Problem: Transcribe the tail of the listing: start at the line containing "Request = locate the rainbow" and stop after the last line, keeping every character as is and adding nothing.

Input for this task:
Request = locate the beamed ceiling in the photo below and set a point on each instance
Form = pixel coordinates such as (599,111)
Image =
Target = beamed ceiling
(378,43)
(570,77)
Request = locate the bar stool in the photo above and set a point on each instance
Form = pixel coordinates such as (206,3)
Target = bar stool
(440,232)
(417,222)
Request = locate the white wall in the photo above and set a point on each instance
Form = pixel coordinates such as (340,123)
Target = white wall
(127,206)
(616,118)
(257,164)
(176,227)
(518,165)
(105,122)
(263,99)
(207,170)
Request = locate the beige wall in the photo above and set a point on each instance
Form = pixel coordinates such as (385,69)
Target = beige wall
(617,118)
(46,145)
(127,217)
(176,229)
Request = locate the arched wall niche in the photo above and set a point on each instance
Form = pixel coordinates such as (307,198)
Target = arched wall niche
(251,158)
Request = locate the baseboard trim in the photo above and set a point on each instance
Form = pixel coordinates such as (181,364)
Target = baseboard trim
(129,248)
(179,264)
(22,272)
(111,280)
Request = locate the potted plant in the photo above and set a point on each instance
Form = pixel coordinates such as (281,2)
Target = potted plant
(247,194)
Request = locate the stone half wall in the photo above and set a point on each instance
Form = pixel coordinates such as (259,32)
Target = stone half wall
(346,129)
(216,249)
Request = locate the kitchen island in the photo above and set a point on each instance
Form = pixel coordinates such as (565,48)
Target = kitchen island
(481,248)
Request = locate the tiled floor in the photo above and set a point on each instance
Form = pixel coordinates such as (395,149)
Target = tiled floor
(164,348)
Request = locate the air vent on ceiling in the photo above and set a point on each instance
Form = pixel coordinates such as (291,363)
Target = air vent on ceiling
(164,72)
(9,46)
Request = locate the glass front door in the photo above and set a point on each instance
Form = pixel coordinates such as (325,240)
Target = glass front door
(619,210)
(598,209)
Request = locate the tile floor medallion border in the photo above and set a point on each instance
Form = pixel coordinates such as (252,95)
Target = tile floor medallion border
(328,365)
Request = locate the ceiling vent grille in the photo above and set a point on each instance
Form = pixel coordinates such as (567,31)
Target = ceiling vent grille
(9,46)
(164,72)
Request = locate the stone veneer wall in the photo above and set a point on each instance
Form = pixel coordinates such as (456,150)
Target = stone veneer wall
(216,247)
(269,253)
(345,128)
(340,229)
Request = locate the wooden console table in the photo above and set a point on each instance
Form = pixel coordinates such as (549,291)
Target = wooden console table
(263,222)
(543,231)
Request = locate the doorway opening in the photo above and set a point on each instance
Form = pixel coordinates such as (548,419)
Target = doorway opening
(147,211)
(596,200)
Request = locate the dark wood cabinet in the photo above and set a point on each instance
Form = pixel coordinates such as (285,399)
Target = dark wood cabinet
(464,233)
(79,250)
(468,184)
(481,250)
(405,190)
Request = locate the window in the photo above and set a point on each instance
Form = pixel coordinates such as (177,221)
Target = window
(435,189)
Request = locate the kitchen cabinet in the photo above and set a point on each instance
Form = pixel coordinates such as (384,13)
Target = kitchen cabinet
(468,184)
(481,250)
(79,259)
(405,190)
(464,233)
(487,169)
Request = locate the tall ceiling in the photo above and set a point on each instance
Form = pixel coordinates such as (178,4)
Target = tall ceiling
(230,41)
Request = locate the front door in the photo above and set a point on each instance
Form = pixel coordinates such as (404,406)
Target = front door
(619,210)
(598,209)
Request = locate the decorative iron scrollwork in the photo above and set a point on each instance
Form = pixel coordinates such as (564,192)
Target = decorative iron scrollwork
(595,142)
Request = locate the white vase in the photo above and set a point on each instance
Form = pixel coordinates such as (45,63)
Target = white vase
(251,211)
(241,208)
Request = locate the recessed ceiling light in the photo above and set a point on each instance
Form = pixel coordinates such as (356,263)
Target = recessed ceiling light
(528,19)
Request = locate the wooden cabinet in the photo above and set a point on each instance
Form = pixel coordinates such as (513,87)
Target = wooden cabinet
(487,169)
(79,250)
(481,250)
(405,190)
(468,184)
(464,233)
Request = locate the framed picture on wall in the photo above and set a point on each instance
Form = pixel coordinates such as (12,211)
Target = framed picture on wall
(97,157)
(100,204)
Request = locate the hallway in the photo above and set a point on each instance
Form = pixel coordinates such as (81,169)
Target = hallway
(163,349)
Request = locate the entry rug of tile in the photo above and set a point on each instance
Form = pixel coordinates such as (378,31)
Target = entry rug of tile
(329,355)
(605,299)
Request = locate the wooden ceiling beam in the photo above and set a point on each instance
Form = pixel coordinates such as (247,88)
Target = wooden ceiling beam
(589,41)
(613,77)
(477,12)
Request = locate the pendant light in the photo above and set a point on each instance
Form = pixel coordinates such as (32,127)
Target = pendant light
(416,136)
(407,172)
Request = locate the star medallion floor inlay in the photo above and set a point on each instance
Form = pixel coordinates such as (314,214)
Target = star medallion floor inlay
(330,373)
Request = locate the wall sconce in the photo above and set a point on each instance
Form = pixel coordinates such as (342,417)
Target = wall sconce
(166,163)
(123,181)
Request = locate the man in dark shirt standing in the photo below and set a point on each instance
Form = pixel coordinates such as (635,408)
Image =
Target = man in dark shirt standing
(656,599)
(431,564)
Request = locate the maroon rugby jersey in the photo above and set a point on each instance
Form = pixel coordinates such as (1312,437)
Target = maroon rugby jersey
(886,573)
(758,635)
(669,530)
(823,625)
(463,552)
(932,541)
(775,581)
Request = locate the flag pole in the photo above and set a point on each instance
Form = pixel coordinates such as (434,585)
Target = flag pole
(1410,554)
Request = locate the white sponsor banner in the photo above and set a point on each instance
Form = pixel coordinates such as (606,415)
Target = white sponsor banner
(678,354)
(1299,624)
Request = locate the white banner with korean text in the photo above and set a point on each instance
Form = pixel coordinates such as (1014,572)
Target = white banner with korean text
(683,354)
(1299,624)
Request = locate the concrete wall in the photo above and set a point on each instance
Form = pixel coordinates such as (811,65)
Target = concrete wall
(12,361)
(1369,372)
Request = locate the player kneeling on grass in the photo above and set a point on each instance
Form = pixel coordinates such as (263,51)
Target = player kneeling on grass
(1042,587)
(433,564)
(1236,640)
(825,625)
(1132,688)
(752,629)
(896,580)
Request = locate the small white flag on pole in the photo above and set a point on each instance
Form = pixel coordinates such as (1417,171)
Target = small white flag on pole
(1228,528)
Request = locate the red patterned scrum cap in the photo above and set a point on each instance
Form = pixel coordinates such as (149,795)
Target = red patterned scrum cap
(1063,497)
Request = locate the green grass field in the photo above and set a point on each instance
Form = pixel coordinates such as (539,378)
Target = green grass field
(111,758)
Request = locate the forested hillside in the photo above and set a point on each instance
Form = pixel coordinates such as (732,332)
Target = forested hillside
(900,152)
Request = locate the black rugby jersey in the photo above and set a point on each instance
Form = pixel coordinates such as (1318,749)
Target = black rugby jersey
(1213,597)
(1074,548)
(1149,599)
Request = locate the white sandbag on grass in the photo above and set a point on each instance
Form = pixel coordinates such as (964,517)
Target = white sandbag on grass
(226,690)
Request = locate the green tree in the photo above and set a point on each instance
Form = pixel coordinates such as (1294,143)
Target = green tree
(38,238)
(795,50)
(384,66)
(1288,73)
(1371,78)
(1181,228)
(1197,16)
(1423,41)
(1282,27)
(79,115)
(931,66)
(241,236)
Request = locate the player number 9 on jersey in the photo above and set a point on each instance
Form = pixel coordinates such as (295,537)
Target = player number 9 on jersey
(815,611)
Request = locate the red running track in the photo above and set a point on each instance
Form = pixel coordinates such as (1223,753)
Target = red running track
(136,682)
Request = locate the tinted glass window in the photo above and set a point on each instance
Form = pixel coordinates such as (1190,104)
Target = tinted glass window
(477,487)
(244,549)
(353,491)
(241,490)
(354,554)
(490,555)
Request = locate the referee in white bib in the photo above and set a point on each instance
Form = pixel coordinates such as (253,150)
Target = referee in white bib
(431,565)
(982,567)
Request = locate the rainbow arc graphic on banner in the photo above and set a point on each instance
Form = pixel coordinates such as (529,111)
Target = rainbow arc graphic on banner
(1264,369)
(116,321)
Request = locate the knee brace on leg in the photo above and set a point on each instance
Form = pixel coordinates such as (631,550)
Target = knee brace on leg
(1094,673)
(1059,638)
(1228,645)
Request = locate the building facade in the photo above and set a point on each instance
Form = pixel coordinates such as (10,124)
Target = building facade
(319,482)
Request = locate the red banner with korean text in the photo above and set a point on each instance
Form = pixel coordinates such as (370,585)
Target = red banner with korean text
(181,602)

Solution for this task:
Request = locate the rainbow arc graphic on banner in the photo above and set a point on each instance
Form = pixel coordinates such as (529,111)
Target = rainbow arc graphic on banner
(1264,369)
(116,321)
Request = locate the knee brace on leg in the photo above and set a point on each instance
Form = pixel coordinates such as (631,550)
Target = knee brace on leg
(1094,673)
(1059,638)
(1228,645)
Request = locate the building facade in the photo above and set a point on each instance
Form = pixel coordinates such as (10,124)
Target = building facade
(319,482)
Request = locate the red banner with korean text in the photo above and set a point on each instance
Form = pixel coordinates such as (370,585)
Target = red banner with korean text
(181,602)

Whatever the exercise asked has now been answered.